--- START ---

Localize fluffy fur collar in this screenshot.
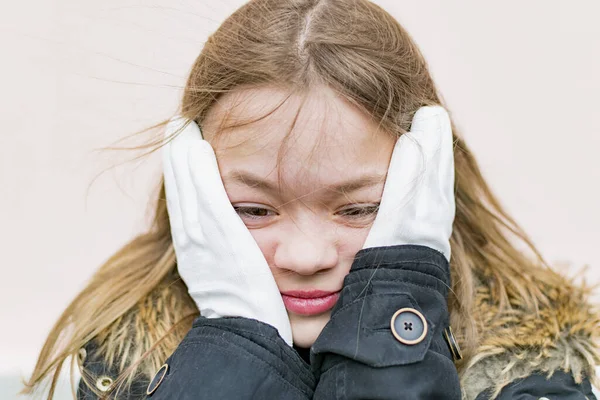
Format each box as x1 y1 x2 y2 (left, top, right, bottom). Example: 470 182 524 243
460 273 600 399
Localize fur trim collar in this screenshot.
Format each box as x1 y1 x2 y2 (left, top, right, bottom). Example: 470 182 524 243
460 274 600 399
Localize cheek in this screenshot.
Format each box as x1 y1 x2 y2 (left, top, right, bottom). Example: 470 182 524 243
246 228 278 263
337 226 371 262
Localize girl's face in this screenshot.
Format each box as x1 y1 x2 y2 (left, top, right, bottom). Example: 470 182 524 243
202 85 395 348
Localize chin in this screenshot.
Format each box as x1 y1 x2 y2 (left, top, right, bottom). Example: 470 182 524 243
289 311 332 348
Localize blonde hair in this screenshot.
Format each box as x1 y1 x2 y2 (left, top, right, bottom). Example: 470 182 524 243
23 0 573 397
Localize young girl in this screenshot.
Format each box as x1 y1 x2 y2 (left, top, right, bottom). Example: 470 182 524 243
24 0 600 399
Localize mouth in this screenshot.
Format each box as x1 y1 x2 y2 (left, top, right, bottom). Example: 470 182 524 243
280 290 341 316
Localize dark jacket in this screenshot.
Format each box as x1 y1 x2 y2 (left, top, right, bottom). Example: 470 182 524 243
77 245 598 399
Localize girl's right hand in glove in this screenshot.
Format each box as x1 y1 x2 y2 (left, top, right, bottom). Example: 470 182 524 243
162 116 294 347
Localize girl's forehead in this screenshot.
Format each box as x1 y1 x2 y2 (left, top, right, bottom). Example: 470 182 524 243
203 85 394 166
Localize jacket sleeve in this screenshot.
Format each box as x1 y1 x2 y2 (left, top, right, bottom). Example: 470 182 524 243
77 318 314 399
475 370 598 400
144 316 315 400
309 244 462 399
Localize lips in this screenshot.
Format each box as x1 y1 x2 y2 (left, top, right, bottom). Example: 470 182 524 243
280 290 341 316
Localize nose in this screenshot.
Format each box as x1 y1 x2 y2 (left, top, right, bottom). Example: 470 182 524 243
273 224 339 276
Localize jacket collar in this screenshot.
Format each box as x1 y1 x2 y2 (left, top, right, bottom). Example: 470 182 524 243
93 268 600 400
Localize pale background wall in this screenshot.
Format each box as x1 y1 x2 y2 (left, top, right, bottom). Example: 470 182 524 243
1 0 599 398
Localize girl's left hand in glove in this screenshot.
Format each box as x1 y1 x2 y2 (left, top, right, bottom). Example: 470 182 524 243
362 105 455 262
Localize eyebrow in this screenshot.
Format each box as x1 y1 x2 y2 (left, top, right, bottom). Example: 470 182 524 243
223 171 386 194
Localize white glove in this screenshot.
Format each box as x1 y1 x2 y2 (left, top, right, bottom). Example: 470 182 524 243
363 106 455 262
162 116 294 346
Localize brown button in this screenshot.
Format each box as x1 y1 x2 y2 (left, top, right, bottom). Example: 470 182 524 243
390 307 428 345
77 348 87 363
95 376 113 392
444 326 463 361
146 363 169 395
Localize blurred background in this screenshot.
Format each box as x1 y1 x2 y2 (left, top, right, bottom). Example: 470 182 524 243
1 0 599 398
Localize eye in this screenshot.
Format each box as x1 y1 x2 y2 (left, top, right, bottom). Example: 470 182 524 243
233 205 276 220
336 203 380 220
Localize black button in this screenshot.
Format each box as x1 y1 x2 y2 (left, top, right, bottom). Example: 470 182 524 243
146 364 169 396
390 308 428 345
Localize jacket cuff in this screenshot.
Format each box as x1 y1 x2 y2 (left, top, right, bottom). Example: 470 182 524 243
310 245 454 371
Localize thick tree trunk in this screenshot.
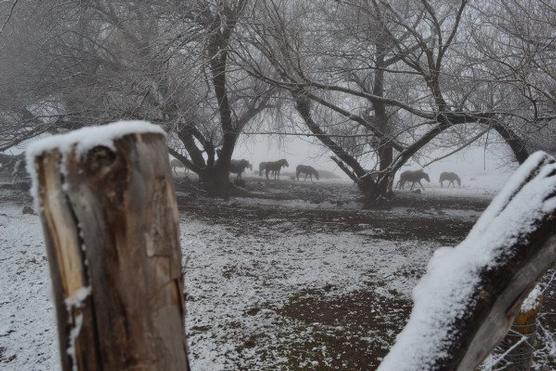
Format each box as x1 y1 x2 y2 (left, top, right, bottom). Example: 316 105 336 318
29 125 189 371
199 166 233 196
377 142 394 196
371 47 394 199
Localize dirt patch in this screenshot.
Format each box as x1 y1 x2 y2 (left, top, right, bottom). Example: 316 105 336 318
273 286 412 370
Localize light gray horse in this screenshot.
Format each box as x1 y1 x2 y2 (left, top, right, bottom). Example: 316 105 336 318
230 159 252 179
170 158 186 176
397 169 430 190
260 159 289 180
296 165 319 181
439 172 461 187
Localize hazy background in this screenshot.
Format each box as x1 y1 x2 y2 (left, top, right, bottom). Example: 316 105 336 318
234 133 516 187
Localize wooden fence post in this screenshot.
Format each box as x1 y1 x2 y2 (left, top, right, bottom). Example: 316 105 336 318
27 121 189 371
494 284 542 371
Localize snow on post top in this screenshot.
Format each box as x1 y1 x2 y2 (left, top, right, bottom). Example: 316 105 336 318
26 120 165 161
25 120 166 208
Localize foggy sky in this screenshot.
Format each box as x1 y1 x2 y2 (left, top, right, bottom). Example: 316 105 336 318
234 133 517 184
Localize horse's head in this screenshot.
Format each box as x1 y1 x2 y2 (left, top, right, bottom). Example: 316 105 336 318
314 169 320 180
421 171 430 182
280 159 289 167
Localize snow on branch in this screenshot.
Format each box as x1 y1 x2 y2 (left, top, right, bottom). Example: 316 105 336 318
378 151 556 371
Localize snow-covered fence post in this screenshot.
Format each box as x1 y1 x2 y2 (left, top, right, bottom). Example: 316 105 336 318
26 121 189 371
378 151 556 371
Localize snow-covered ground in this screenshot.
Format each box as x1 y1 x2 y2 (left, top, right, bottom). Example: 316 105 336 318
182 217 437 369
0 206 58 370
0 196 444 370
0 176 553 370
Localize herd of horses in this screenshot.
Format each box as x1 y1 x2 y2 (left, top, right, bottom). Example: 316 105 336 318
0 153 460 190
397 169 462 190
170 157 461 189
170 158 319 182
257 160 319 181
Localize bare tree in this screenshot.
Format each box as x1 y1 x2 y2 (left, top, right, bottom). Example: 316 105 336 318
239 0 554 204
0 0 272 194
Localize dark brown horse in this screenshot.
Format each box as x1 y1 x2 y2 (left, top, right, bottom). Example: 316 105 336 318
258 162 269 176
260 159 289 180
230 159 252 179
397 169 430 190
439 172 461 187
296 165 319 181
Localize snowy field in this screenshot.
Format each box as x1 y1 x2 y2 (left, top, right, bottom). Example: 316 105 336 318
0 177 554 370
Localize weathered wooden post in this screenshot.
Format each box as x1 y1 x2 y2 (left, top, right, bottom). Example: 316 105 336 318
378 151 556 371
26 121 189 371
501 286 542 371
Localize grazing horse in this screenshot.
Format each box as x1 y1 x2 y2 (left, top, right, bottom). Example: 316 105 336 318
170 158 186 176
258 162 269 177
261 159 289 180
230 159 252 179
439 171 461 188
397 169 430 190
296 165 319 181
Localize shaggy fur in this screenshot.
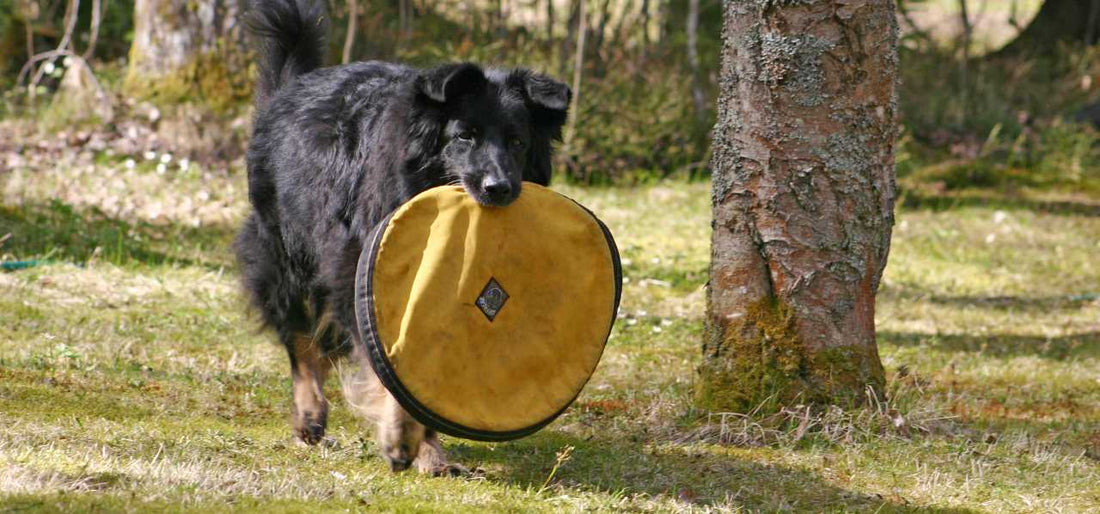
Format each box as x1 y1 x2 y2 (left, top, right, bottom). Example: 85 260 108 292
234 0 570 473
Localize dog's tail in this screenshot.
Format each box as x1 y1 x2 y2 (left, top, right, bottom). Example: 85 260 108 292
246 0 328 107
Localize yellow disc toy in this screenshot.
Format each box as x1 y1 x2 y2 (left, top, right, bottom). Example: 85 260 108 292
354 183 621 441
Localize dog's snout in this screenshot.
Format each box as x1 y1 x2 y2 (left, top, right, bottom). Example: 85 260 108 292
482 175 512 201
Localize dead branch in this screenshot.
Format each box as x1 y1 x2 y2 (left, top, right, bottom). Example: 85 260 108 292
26 0 80 99
55 0 79 52
343 0 358 64
82 0 102 61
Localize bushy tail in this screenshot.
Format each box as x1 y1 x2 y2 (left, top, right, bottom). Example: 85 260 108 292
246 0 328 107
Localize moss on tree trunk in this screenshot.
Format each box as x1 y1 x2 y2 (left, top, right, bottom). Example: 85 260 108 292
697 0 898 413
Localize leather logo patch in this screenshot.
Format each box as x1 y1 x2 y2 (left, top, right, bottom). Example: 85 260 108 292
476 277 509 322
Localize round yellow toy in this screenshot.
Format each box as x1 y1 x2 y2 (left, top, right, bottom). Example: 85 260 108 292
354 183 622 441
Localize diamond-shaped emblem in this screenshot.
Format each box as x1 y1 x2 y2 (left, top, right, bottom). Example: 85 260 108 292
476 277 509 322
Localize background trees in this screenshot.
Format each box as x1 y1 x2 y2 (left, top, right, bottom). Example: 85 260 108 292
124 0 250 111
2 0 1095 184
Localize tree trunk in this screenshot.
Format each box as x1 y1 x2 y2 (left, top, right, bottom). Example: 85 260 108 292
546 0 554 43
686 0 704 122
956 0 971 124
564 0 586 151
591 0 611 68
124 0 250 111
559 0 579 77
658 0 669 44
400 0 413 39
994 0 1100 57
696 0 897 412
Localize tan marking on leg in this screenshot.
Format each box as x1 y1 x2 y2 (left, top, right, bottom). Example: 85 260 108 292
339 344 387 422
291 334 332 445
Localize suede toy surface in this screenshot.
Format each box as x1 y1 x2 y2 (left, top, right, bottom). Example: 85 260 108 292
355 183 622 441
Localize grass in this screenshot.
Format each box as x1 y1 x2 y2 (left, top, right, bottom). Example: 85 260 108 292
1 163 1099 512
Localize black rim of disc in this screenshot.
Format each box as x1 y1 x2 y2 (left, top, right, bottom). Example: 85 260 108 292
353 190 622 442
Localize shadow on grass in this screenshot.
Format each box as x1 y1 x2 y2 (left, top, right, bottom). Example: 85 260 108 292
899 189 1100 217
879 331 1100 360
882 289 1098 312
0 200 237 269
450 431 975 512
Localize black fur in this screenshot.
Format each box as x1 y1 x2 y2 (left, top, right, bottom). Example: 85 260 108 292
235 0 571 364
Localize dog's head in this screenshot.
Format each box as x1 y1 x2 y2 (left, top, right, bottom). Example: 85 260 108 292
416 63 571 207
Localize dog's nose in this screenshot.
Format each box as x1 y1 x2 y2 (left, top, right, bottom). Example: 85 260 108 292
482 176 512 201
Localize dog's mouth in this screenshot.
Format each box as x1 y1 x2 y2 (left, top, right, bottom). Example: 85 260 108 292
464 177 520 207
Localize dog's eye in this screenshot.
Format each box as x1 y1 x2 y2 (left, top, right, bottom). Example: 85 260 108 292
509 137 525 149
456 128 477 142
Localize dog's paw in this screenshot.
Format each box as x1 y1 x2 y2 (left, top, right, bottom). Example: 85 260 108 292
293 435 338 449
293 421 327 446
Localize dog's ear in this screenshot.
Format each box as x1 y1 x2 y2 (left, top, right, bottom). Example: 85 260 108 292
522 73 571 114
517 72 571 132
418 63 488 104
507 70 571 185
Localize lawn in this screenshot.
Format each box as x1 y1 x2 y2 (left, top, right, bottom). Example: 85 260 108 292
1 162 1098 512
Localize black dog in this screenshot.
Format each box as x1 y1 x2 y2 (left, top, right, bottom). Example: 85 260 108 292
234 0 570 473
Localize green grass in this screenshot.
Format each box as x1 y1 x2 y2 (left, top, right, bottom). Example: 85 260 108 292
1 167 1099 512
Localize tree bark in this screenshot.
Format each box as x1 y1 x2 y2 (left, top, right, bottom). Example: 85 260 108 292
697 0 897 412
994 0 1100 57
124 0 250 111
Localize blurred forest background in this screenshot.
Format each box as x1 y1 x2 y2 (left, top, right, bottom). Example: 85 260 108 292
1 0 1098 190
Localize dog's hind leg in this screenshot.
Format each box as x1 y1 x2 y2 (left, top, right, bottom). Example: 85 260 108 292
341 345 457 474
288 334 332 445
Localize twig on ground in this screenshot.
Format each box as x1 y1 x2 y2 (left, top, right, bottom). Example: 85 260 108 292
536 445 574 496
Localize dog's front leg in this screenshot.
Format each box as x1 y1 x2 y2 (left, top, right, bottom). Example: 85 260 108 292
289 335 331 445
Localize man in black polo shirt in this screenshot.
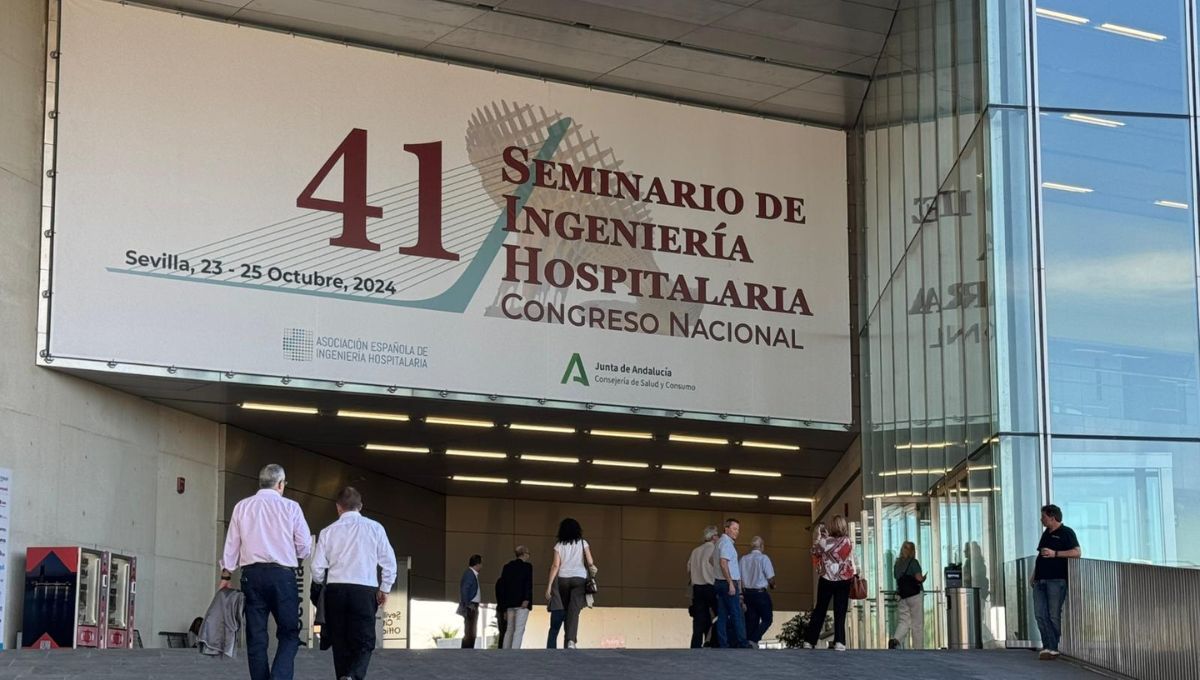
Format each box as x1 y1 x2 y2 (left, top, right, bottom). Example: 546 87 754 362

--- END ---

> _Task to carry out_: Your response should contain each line of the entries above that holds the string "fence".

> _Response area_:
Localize wooden fence post in this screenshot.
Localize snow-covered fence post in this screenshot.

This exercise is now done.